--- START ---

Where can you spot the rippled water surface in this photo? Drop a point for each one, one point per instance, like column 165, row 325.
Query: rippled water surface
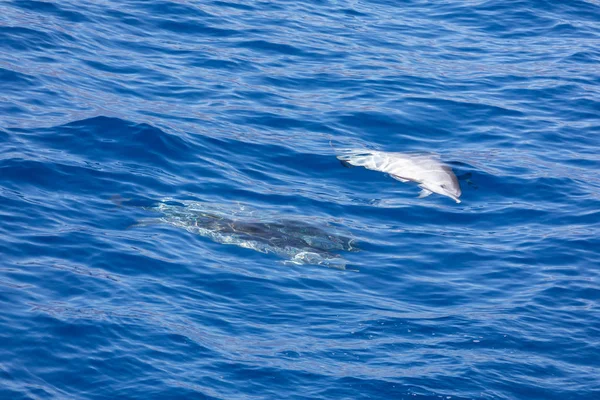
column 109, row 109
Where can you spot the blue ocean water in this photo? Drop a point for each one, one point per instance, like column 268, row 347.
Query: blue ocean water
column 108, row 108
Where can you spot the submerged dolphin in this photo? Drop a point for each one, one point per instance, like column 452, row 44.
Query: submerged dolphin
column 425, row 169
column 299, row 242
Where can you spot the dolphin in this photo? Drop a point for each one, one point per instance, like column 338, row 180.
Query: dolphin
column 427, row 170
column 297, row 241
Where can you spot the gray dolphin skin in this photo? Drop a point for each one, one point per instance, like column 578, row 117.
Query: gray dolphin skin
column 296, row 241
column 426, row 170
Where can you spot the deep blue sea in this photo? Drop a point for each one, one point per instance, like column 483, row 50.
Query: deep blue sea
column 148, row 149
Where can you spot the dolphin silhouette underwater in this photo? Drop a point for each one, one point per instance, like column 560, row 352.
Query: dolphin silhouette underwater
column 426, row 170
column 297, row 241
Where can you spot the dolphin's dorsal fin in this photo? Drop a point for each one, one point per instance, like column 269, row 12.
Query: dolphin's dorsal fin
column 398, row 178
column 346, row 164
column 424, row 193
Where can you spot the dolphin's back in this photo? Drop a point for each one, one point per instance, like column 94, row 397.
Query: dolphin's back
column 403, row 166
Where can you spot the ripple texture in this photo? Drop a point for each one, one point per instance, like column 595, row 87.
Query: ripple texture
column 108, row 106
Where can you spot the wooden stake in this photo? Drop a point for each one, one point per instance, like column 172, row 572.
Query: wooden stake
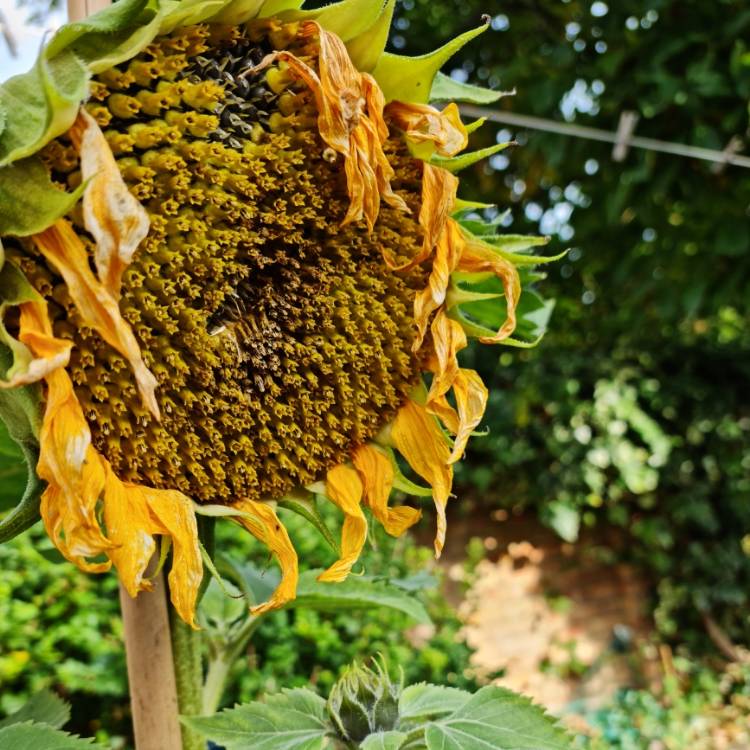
column 153, row 690
column 78, row 9
column 145, row 619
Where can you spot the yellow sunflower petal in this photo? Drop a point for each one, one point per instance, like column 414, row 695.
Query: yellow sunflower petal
column 471, row 401
column 439, row 189
column 98, row 308
column 423, row 124
column 448, row 338
column 418, row 438
column 133, row 514
column 49, row 353
column 448, row 253
column 350, row 120
column 116, row 220
column 67, row 462
column 376, row 472
column 344, row 488
column 476, row 258
column 263, row 523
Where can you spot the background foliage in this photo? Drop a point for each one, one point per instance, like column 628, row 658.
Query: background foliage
column 633, row 412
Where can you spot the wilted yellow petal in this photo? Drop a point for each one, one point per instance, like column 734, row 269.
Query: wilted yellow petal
column 449, row 250
column 476, row 258
column 96, row 305
column 471, row 400
column 448, row 338
column 115, row 219
column 344, row 488
column 422, row 124
column 133, row 514
column 350, row 120
column 263, row 523
column 67, row 461
column 376, row 472
column 418, row 438
column 439, row 189
column 49, row 353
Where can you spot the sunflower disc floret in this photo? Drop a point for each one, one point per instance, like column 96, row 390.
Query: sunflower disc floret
column 247, row 261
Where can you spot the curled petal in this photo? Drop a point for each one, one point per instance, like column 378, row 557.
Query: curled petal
column 344, row 488
column 49, row 355
column 439, row 189
column 376, row 472
column 133, row 514
column 448, row 338
column 69, row 510
column 350, row 120
column 476, row 258
column 471, row 401
column 96, row 305
column 422, row 123
column 418, row 438
column 263, row 523
column 115, row 218
column 450, row 248
column 67, row 461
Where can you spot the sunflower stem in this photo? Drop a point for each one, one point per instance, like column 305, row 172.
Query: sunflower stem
column 220, row 665
column 188, row 670
column 153, row 695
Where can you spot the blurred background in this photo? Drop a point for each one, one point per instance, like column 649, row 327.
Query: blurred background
column 612, row 578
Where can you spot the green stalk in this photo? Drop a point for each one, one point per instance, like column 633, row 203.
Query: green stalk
column 186, row 648
column 220, row 665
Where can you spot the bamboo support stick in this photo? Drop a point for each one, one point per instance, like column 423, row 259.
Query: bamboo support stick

--- END ---

> EXERCISE DIRECTIONS
From the records above, return each line that includes "bamboo".

> SOLUTION TO THIS TASK
Where can you spot the bamboo support stick in this photo? Drop a point for each one, one point per instance, like column 423, row 259.
Query: bamboo support stick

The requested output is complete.